Reading passage »

Asheville Spotlight: Introducing Brian McGee
The place is a dive. No doubt about it. Thick black slabs are peeling off the ceiling like a rotted banana. A drawing on the stage, tacked to a stack of something, spells the word “Poop” in giant blue crayon letters, using the two o’s as eyes for a smiley face. Four punk rockers and their five or seven friends are bogarting the pool table, and that’s pretty much the crowd.
I’m in the back by the sound guy, on a wobbly stool, with my iPhone and a bottle of Yuengling, a table to myself.
I’ve come here – two-plus hours to Columbia, SC – with Brian McGee, who’s just taken the stage and is talking sideways through the microphone in an attempt to engage the folks around the pool table, which is in the other room, to his left.
Later he’ll tell me it all feels familiar enough. The bar, the peeling ceiling, the punk rock band that went on after him, the drunk and joking Scotsman who wants to start a fight. Indeed, McGee’s been making music in some form or other for the past two decades.
It started with the decision to pick up guitar when he was a pre-teen. Like most songwriters my age, the grunge era did it to him. The music came calling through a skinny, guitar-wielding poet from Seattle. By the end of high school, McGee was playing in a punk rock band called Plow United, in his hometown of Philadelphia. Through handshake deals with a buddy’s label, their record was picked up for distribution in Europe and Japan. Some Japanese magazine, whose coverage included spotlighting bands like Social Distortion, brought them to New York for a photo shoot and a feature story. So many possibilities lay ahead. But, he tells me, “then everything went to shit.”

Supplied entries »

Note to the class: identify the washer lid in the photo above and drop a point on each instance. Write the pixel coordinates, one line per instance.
---
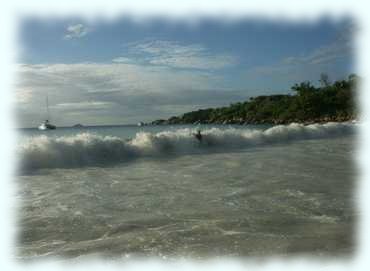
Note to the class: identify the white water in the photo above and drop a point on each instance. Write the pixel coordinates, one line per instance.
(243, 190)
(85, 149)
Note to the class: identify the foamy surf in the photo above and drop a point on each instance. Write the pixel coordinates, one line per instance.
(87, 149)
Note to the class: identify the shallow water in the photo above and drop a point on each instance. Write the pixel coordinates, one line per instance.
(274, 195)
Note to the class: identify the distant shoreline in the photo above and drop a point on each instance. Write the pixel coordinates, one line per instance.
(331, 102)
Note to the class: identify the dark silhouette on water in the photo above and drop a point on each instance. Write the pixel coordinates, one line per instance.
--
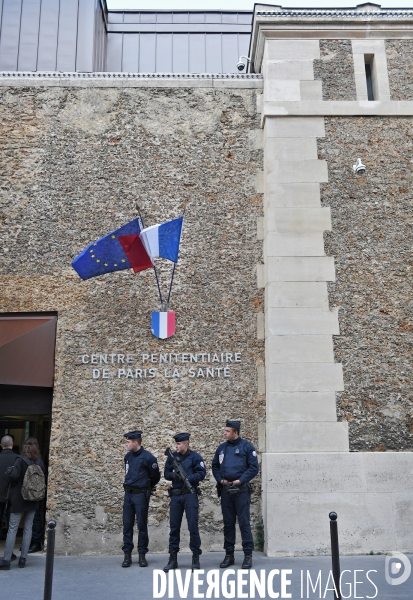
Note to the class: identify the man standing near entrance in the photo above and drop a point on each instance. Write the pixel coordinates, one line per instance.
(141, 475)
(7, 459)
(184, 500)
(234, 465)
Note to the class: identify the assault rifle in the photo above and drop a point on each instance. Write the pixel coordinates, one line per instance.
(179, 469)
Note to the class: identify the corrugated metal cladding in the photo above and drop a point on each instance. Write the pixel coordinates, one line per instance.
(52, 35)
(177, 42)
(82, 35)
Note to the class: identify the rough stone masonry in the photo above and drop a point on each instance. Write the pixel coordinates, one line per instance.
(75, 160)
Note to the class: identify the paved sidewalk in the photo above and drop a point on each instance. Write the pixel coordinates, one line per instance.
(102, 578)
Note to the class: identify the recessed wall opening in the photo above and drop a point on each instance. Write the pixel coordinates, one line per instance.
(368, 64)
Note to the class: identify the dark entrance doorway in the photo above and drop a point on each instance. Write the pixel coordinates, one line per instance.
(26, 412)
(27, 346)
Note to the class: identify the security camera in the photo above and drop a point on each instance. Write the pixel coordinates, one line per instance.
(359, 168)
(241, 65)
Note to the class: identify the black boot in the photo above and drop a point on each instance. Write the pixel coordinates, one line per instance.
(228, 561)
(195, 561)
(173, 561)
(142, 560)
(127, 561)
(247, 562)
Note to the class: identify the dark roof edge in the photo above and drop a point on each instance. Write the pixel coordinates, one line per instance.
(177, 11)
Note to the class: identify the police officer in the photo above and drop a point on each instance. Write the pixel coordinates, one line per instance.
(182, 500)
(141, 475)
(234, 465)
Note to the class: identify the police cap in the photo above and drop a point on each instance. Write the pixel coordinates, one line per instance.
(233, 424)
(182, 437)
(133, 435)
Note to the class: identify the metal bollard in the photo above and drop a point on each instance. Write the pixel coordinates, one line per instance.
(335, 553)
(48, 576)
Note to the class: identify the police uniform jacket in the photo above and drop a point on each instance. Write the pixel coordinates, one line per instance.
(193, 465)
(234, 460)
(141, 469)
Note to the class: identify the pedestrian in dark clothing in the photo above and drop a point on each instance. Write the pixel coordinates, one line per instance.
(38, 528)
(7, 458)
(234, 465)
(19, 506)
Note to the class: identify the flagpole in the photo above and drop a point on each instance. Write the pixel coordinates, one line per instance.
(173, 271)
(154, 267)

What you need to do »
(1) List every city named in the profile of Brian McGee, in the order they appear.
(2) From the profile of Brian McGee, extract the passage from "Asheville Spotlight: Introducing" to "to his left.".

Results of the exercise »
(1) Asheville, Columbia, Seattle, Philadelphia, New York

(2)
Asheville Spotlight: Introducing Brian McGee
The place is a dive. No doubt about it. Thick black slabs are peeling off the ceiling like a rotted banana. A drawing on the stage, tacked to a stack of something, spells the word “Poop” in giant blue crayon letters, using the two o’s as eyes for a smiley face. Four punk rockers and their five or seven friends are bogarting the pool table, and that’s pretty much the crowd.
I’m in the back by the sound guy, on a wobbly stool, with my iPhone and a bottle of Yuengling, a table to myself.
I’ve come here – two-plus hours to Columbia, SC – with Brian McGee, who’s just taken the stage and is talking sideways through the microphone in an attempt to engage the folks around the pool table, which is in the other room, to his left.